課題 -
• 1. 本文の中で「」でくくられている語句を、出てくる順にすべて書き出してください。同じ語句が二度出てくる場合は一度だけ書いてください。
• 2. 本文のうち、「訪問看護・リハビリステーション」から「ワースト2位という状況です。」までを、両はしの語句も含めて一字も変えずに書き写してください。

本文 -

訪問看護・リハビリステーション
訪問看護だからできること
実際に訪問看護サービスをご利用になられた患者様やご家族の皆様から「こんなこともできるの?」「もっと早く知っておけばよかった・・・。」などたくさんのお声をいただいております。
訪問看護サービスを利用することで、在宅療養に関する不安や心配が軽減され、病状の悪化を防ぐことができます。
【希望と現実】
内閣府調査(2012年度)では、最後を迎える場所に自宅などを希望した人は60%を超えています。しかしながら、厚労省研究班の調査(2014年)では、自宅や介護施設で亡くなる方の割合を示した「看取り率」は地域によってばらつきがあり、北九州市の「看取り率」は12.3% 市人口20万人以上のなかでワースト2位という状況です。

用意された資料 -
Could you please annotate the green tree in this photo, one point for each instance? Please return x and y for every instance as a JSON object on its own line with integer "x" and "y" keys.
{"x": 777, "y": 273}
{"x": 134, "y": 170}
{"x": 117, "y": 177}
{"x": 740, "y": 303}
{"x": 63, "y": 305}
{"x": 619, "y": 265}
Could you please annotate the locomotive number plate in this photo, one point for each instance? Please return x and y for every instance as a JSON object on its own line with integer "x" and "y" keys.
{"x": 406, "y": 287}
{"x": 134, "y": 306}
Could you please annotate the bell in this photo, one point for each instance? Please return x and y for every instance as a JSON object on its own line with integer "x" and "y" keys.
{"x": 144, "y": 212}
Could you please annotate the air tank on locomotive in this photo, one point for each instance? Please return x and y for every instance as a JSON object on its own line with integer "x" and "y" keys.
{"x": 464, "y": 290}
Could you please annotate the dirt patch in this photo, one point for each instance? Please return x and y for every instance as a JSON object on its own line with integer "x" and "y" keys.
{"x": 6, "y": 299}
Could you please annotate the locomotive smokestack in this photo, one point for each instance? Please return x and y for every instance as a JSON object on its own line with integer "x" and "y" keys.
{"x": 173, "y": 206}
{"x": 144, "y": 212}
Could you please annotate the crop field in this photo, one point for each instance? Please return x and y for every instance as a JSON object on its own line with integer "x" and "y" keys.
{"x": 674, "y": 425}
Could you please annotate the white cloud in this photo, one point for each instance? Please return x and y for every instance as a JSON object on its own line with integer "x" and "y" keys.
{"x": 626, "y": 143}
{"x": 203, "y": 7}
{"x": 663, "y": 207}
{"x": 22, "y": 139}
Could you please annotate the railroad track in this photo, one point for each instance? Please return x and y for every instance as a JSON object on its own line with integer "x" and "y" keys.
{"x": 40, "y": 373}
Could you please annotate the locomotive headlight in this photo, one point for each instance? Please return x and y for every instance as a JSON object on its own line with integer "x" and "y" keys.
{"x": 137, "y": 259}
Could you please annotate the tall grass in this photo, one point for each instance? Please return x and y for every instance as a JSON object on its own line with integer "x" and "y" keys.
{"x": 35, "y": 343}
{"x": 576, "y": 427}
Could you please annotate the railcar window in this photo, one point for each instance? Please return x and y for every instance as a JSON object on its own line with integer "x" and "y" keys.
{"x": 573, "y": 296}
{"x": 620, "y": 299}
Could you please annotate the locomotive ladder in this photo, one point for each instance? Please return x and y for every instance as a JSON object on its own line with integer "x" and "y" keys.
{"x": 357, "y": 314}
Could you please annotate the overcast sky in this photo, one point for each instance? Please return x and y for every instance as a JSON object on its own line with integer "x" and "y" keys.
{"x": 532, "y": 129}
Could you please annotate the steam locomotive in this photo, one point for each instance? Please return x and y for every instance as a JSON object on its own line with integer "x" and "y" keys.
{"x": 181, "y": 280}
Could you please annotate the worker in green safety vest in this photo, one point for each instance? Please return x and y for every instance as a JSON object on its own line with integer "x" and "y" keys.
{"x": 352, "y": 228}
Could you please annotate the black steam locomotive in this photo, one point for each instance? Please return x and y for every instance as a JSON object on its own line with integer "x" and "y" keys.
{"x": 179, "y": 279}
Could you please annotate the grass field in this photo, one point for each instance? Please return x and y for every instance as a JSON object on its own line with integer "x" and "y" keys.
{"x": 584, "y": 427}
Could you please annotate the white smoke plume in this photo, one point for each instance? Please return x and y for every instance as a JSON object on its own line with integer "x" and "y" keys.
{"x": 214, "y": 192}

課題ごとの答え -
• 1.
「こんなこともできるの?」
「もっと早く知っておけばよかった・・・。」
「看取り率」

• 2.
訪問看護・リハビリステーション
訪問看護だからできること
実際に訪問看護サービスをご利用になられた患者様やご家族の皆様から「こんなこともできるの?」「もっと早く知っておけばよかった・・・。」などたくさんのお声をいただいております。
訪問看護サービスを利用することで、在宅療養に関する不安や心配が軽減され、病状の悪化を防ぐことができます。
【希望と現実】
内閣府調査(2012年度)では、最後を迎える場所に自宅などを希望した人は60%を超えています。しかしながら、厚労省研究班の調査(2014年)では、自宅や介護施設で亡くなる方の割合を示した「看取り率」は地域によってばらつきがあり、北九州市の「看取り率」は12.3% 市人口20万人以上のなかでワースト2位という状況です。